▶ _Problem to work on_
Reproduce the data below verbatim, line for line.

Stored data:

::::::

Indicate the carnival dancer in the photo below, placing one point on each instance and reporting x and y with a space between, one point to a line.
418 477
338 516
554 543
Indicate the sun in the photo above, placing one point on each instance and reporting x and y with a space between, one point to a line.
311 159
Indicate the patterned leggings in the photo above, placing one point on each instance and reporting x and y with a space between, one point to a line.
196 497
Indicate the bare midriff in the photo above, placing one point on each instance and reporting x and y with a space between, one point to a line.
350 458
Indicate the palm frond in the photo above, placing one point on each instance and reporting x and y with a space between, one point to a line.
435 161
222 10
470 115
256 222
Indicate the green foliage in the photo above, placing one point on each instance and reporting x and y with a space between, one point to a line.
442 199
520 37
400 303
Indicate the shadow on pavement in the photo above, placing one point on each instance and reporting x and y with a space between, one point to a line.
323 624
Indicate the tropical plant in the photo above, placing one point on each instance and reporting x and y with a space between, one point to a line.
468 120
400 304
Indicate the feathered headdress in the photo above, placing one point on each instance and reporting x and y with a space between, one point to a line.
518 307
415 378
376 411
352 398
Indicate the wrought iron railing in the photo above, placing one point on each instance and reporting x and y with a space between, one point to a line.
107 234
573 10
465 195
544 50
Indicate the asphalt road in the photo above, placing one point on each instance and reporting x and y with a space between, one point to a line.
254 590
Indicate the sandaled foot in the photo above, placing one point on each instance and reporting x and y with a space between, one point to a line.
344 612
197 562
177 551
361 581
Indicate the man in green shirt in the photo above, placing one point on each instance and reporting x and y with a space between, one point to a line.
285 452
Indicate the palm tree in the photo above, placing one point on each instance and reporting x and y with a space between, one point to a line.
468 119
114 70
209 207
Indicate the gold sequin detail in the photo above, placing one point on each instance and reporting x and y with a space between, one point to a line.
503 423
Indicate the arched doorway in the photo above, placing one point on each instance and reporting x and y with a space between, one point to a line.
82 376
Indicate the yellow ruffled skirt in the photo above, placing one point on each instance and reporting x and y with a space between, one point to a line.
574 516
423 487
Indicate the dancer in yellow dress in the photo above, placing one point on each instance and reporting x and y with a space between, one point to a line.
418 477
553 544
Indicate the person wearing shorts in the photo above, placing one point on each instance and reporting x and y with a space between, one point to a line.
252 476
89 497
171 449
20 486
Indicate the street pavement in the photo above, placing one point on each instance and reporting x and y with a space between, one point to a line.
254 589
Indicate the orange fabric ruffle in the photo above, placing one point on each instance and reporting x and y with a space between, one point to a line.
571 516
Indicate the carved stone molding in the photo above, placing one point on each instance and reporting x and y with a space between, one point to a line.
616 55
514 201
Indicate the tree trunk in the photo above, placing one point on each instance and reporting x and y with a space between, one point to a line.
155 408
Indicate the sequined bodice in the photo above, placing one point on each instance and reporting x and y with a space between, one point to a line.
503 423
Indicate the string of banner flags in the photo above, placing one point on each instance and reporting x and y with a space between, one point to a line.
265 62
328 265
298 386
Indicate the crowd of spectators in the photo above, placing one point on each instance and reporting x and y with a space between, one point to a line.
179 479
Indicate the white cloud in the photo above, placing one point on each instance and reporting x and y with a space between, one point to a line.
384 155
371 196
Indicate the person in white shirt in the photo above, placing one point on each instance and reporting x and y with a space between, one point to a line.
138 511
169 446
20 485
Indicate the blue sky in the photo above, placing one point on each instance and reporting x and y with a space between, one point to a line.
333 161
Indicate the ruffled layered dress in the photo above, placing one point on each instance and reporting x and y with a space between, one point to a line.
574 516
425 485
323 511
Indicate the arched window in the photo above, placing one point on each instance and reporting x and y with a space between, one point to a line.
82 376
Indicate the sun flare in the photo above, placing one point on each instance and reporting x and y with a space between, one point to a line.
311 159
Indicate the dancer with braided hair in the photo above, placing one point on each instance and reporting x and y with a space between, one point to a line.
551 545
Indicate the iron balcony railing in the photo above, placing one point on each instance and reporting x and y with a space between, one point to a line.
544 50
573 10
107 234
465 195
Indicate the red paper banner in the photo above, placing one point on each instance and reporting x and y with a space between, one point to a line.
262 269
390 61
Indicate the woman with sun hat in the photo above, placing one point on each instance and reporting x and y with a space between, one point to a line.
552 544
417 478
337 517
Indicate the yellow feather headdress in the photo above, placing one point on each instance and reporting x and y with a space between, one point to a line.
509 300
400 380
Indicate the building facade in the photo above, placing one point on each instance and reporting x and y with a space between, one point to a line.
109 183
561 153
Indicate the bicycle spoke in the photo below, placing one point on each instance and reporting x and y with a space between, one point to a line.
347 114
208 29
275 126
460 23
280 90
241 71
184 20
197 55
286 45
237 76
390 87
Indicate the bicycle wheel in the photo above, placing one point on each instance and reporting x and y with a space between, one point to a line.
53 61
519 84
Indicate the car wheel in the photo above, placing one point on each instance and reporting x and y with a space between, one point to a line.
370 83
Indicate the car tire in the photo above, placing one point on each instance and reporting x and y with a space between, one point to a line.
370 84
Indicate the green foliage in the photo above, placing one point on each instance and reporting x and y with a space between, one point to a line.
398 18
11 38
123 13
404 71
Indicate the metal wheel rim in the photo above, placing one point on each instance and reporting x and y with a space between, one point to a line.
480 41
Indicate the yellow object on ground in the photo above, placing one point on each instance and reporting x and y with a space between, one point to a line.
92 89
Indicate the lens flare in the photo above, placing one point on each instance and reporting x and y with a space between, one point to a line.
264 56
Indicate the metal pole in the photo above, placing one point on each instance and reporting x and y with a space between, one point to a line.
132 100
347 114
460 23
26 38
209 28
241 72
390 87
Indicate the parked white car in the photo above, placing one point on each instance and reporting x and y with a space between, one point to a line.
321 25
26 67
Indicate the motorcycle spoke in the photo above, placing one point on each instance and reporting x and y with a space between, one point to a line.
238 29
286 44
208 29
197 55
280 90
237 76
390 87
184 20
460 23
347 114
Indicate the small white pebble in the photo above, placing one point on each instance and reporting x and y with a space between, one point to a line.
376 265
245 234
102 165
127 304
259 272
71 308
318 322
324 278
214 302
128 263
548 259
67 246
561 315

::::::

▶ _Result for this exercise_
Indicate the carnival dancer in the photo below, placing one point on each instance and reporting x and y with a space between, one point to a line.
418 477
338 516
554 543
Indicate the sun in the photo above, placing one point on each instance and reporting x and y with a space between, one point to a line.
311 159
Indicate the patterned leggings in the photo above, placing one point on each instance and reporting x and y with a space between, one point to a line.
196 497
Indicate the bare midriff in the photo above, placing one point on each instance and reporting x and y with a space between, one point to a line.
350 458
Indicate the palm frond in the photo above, placing one point on each instance and reporting x and y with a space between, one point to a line.
435 161
222 10
470 115
256 222
Indicate the green foliage in the photo above, placing one point on each instance and reporting x and y with a space between, one point to a line.
442 199
520 37
400 303
Indicate the shadow on pavement in the photo above, placing one point on each instance and reporting x and y with a space between, one point to a line.
323 624
Indicate the tropical plant in the photo above, placing one point on each instance and reporting x and y with a space between, one point to a line.
468 120
400 304
Indicate the feathered headdress in the photo above, placing one point on each instance and reporting x and y with a space between, one point to a line.
518 307
415 378
376 411
352 398
Indicate the wrought iron railing in the photo above, placing one point on each instance and reporting x and y with a space between, one point to a line.
107 234
573 10
465 195
544 50
Indicate the asphalt road in the photo above, placing one point on each instance and reporting x and y with a space between, one point to a line.
254 590
Indicate the sandaled foot in the photo above, placing one point on each instance and reporting x and y with a space between, one point to a line.
344 612
197 562
177 551
361 581
Indicate the man in green shirt in the photo above, placing one point on each instance and reporting x and y with a space between, one point to a line.
285 452
Indicate the palm tree in the photo above, placing one point on each instance and reporting x and y with a space between, one point to a line.
468 119
114 70
209 207
Indicate the gold sequin detail in the photo above, placing one point on each instance and reporting x and y with a space between, one point to a line.
503 423
Indicate the arched doorway in the photo above, placing one point on each instance and reporting x and y with a space between, one point to a line.
82 376
Indicate the yellow ruffled skirt in the photo above, placing one point on each instance and reporting x and y with a space between, one point to a line.
574 516
423 487
Indicate the dancer in yellow dress in the photo above, placing one point on each instance and reporting x and y with a space between, one point to a line.
418 477
553 544
Indicate the person wearing shorts in the photo above, placing one point on each instance and reporting x and y with a space between, one point to a line.
252 476
89 497
171 449
20 486
Indicate the street pavement in the photo above, placing one point on each instance and reporting x and y with a space between, one point to a line.
254 589
Indicate the orange fabric ruffle in the photo above, placing one point on each instance and reporting x and y with a space between, one point to a line.
571 516
Indicate the carved stone molding in the photo above, placing one point on each instance and reporting x and y with a space between, one point to a line.
616 55
514 201
Indicate the tree trunk in the photo above, placing one point on each instance and reporting x and y with a space between, one point to a line.
155 408
Indicate the sequined bodice in the photo above, placing one point on each instance and reporting x and y with a space between, one point to a line.
503 423
Indicate the string of banner flags in the photo above, placing one point on each instance and reporting x and y with a space between, one point to a line.
265 62
328 265
298 386
Indicate the crowd of spectators in the photo above, placing one point on each instance and reporting x and y with a space between, one point to a line.
179 479
Indicate the white cloud in the photo above, placing one point on each instance and reporting x and y with a space between, one point to a line.
384 155
371 196
Indicate the person in white shirt in the photo above, placing one point on each instance and reporting x and y with a space between, one point to a line.
138 511
169 446
20 485
Indicate the blue sky in the photo above, placing one point on each instance and reporting x and y with a space between, one point to a line.
333 161
Indicate the ruffled layered dress in the photo above, placing one point on each instance and reporting x and y with a space between, one point to a line.
574 516
425 485
323 511
Indicate the arched window in the photo above, placing one point on each instance and reporting x and y with a space between, one point to a line.
82 376
Indicate the sun flare in the photo above, placing one point on each instance and reporting x and y with a space between, one point to a line.
311 159
Indicate the dancer with braided hair in the photo above, placing one point on each instance and reporting x and y with a space between, one point to a line.
551 545
Indicate the iron balcony railing in the photo above, placing one point on each instance and reporting x and y with a space between, one point to a line.
544 50
573 10
107 234
465 195
Indicate the red paper banner in the photo above, placing one point on each instance and reporting x and y with a space between, one point to a line.
262 269
390 61
Indicate the woman with sun hat in the photo above, placing one point on each instance and reporting x and y with a space between, one point to a line.
552 544
417 478
337 517
Indicate the yellow feather headdress in the photo above, placing one point on each instance and reporting x and y with a space between, one point to a line.
509 300
400 380
Indicate the building facade in the photo above, placing one point on each instance and reporting x and y with a space between, one point to a line.
109 183
561 153
Indicate the bicycle spoke in the photo below, placing one point on each instance and reporting x and y with a space between, one point to a line.
347 114
208 29
275 126
460 23
280 90
241 71
184 20
197 55
286 45
237 76
390 87
Indicate the bicycle wheel in the photo above, placing one point on each instance and reporting x and y with a space between, one point to a line.
53 61
519 84
Indicate the car wheel in the photo above, placing one point on each instance and reporting x and y with a space between, one point to a line.
370 83
Indicate the car tire in the photo above, placing one point on each instance and reporting x and y with a space between, one point to a line.
370 84
Indicate the green foliage in the photo above, placing one point on each instance and reporting x and y with a space between, one point to a line.
398 18
11 38
123 13
404 71
Indicate the metal wheel rim in the photo above, placing one point on each instance and reporting x and y with a space between, one point to a line.
480 41
Indicate the yellow object on ground in the photo above, placing one point on each instance and reporting x and y with a space between, one point to a line.
92 89
Indicate the lens flare in the photo above, placing one point on each instance and reporting x and y with a space between, one point to a line.
264 56
Indicate the metal pole in the photo above, placing one point on each instance and reporting x and y with a space between, one point to a line.
132 100
347 114
460 23
26 38
209 28
241 72
390 87
Indicate the parked white car in the photo above, placing one point on each instance and reporting x and y with a space between, one point to a line.
321 25
26 67
Indicate the motorcycle spoke in the photo above, placing one point on each instance and reporting x and y with a space between, one point to a line.
238 29
286 44
208 29
197 55
280 90
237 76
390 87
184 20
460 23
347 114
Indicate the small white pebble in the photo above, placing one point on each instance and reporting x and y with a space between, one point to a line.
376 265
245 234
102 165
127 304
259 272
71 308
318 322
324 278
214 302
128 263
548 259
67 246
561 315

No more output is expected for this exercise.